**Task directions**
Can you rewrite the listing below, replacing each "wood floor plank" with "floorboard" and leaving everything else untouched?

**Dataset rows**
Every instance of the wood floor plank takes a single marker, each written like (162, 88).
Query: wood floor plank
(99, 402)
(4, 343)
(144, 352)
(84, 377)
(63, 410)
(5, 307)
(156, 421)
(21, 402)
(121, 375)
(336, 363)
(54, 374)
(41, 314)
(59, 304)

**Solution for this task**
Every instance of the floorboard takes a single marker, each written like (162, 88).
Query: floorboard
(99, 402)
(4, 343)
(144, 352)
(84, 377)
(63, 410)
(5, 307)
(156, 421)
(21, 402)
(121, 375)
(336, 363)
(54, 374)
(41, 314)
(59, 304)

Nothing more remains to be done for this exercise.